— What to do —
Which lines in the records below contain the word "located"? Return each of them.

— Excerpts from a dataset —
• • • •
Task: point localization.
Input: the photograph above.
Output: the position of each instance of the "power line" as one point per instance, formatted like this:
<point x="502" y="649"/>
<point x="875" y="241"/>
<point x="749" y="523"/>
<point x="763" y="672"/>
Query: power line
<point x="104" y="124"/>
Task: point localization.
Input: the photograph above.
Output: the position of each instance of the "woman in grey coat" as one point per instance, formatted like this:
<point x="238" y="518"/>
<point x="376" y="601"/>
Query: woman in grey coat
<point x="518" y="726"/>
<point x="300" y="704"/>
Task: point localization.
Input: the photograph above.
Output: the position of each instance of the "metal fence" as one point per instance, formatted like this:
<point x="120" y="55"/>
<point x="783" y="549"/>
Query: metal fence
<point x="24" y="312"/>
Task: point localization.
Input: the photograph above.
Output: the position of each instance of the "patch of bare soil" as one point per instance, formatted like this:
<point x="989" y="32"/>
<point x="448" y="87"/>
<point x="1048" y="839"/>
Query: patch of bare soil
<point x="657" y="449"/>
• • • •
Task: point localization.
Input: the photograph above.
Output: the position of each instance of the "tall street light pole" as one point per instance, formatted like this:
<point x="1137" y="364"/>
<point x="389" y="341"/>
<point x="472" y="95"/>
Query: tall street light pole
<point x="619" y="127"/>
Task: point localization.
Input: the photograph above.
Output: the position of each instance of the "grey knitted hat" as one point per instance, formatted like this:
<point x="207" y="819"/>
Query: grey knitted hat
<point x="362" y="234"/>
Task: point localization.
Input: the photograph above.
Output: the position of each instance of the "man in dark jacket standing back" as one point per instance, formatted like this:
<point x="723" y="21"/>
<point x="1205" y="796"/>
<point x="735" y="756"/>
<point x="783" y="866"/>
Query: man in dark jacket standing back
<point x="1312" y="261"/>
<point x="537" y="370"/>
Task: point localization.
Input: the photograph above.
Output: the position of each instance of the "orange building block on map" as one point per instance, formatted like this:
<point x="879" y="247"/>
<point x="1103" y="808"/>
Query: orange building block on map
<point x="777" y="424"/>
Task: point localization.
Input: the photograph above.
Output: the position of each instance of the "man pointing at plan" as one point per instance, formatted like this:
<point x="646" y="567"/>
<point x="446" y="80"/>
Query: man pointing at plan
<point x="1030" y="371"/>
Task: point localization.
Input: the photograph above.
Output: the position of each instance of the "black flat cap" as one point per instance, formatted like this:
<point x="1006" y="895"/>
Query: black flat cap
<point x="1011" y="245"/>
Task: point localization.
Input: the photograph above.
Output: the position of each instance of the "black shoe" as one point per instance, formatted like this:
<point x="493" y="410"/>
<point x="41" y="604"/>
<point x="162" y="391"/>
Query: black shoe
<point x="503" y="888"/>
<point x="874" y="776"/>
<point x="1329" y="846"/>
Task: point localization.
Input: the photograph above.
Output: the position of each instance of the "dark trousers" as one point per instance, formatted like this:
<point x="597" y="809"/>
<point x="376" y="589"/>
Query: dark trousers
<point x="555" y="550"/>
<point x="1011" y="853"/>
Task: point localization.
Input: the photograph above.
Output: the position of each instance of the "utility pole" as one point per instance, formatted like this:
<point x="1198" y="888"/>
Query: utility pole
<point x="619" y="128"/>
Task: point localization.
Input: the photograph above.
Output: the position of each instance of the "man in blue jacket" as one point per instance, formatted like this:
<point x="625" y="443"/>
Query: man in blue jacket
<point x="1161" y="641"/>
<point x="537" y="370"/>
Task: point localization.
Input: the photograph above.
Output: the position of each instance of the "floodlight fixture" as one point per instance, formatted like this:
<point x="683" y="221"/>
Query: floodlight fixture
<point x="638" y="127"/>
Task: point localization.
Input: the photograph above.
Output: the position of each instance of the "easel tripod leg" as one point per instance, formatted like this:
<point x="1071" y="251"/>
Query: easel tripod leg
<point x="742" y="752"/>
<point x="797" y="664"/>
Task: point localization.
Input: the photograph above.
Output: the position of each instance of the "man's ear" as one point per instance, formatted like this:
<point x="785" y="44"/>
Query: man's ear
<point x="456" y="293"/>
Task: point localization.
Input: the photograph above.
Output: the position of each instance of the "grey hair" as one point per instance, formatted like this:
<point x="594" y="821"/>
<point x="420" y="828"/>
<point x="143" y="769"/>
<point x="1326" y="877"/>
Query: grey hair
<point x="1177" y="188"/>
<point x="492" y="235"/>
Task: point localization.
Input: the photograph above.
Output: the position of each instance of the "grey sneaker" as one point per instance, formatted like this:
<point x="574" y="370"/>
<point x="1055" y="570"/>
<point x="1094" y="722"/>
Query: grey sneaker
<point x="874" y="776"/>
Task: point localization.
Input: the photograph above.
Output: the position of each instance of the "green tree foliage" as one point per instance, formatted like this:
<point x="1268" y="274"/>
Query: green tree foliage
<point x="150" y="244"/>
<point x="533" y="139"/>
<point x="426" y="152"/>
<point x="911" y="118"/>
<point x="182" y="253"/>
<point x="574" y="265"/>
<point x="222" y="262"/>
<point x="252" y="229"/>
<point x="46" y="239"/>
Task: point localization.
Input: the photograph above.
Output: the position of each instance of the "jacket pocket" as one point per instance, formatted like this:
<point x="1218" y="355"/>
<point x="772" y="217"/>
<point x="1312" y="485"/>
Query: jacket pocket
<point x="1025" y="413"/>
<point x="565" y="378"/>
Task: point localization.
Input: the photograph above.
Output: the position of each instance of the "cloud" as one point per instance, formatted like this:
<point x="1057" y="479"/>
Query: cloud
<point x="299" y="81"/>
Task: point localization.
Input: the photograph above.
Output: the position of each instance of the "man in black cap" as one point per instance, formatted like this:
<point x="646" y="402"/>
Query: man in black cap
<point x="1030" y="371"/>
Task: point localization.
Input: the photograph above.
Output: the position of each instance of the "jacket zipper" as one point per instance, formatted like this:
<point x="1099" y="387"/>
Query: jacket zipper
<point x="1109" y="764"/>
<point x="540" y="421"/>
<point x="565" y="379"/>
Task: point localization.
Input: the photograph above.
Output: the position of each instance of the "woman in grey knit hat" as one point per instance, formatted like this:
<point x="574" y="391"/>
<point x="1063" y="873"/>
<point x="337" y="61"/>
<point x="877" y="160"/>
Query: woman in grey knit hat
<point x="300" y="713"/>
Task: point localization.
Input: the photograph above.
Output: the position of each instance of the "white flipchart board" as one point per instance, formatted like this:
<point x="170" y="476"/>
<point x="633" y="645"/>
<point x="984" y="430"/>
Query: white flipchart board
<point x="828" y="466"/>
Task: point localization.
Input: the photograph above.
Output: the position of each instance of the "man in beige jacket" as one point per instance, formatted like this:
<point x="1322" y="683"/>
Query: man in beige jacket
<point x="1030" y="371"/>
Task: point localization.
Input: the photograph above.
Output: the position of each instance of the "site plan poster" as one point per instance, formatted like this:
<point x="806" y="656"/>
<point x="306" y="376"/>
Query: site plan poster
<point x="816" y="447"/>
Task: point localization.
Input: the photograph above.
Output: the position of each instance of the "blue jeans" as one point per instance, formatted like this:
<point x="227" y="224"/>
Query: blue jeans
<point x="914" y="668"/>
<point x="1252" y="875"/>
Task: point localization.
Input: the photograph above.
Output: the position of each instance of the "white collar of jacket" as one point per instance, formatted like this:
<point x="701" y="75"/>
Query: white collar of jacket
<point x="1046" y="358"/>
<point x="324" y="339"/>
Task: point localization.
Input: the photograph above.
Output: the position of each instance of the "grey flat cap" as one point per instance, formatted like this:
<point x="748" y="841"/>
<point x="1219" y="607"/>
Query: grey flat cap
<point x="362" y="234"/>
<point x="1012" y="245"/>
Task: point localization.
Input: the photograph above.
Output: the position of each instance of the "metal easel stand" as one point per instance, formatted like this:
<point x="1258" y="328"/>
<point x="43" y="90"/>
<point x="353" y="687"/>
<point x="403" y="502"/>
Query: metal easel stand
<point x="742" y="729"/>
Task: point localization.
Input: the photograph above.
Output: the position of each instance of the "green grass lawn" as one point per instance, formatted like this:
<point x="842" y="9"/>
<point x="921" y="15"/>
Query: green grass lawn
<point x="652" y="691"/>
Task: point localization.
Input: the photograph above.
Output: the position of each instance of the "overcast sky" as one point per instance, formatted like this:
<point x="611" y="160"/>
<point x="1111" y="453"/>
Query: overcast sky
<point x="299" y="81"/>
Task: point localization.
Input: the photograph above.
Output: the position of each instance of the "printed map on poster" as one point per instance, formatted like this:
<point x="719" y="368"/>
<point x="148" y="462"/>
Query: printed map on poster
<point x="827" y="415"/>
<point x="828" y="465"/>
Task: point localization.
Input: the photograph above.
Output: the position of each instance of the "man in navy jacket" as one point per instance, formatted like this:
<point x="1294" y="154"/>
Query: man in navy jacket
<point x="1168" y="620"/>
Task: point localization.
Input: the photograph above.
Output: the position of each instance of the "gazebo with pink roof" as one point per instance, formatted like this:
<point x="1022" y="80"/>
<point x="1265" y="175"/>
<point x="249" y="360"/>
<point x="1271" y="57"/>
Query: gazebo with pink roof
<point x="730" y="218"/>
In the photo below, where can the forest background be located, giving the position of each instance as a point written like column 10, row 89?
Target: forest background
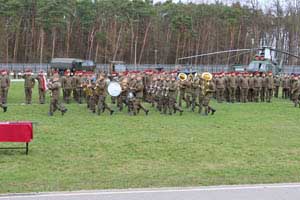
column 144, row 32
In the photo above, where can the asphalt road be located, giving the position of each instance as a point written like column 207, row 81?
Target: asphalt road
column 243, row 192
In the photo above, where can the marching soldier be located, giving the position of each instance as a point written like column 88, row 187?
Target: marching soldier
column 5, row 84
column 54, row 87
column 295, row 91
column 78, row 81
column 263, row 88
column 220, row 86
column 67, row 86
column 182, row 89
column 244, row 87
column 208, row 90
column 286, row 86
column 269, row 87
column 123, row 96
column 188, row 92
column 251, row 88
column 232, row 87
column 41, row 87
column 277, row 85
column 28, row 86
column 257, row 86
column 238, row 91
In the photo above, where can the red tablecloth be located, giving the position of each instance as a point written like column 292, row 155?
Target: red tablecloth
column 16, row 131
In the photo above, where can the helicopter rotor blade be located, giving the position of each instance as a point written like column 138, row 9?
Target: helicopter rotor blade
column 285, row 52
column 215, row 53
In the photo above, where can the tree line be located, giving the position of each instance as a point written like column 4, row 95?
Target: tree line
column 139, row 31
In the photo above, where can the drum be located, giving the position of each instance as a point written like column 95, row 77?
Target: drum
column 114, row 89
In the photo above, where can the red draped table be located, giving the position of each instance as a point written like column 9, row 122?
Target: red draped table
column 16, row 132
• • • •
— Output of the exercise —
In the photo below, where can the forest background be located, giving the position of each instance as a point written like column 10, row 89?
In the photo above, where can the asphalt road be located, giving the position of each instance as a point written like column 207, row 81?
In the photo above, where can the marching soldier be located, giving the position of each instance as a point written like column 88, row 187?
In the photo above, where can the red tablecloth be located, giving the position of each instance as a point written like column 292, row 155?
In the photo above, where can the helicopter rotor blade be located, giving the position of each instance as a point written like column 138, row 9?
In the photo above, where can the tree line be located, giving the position of each instance as a point written like column 4, row 95?
In the photo above, where can the drum be located, giving the position of each instance as a point written like column 95, row 77?
In the photo above, where can the red draped table be located, giving the position of each instance as a point written like column 9, row 122?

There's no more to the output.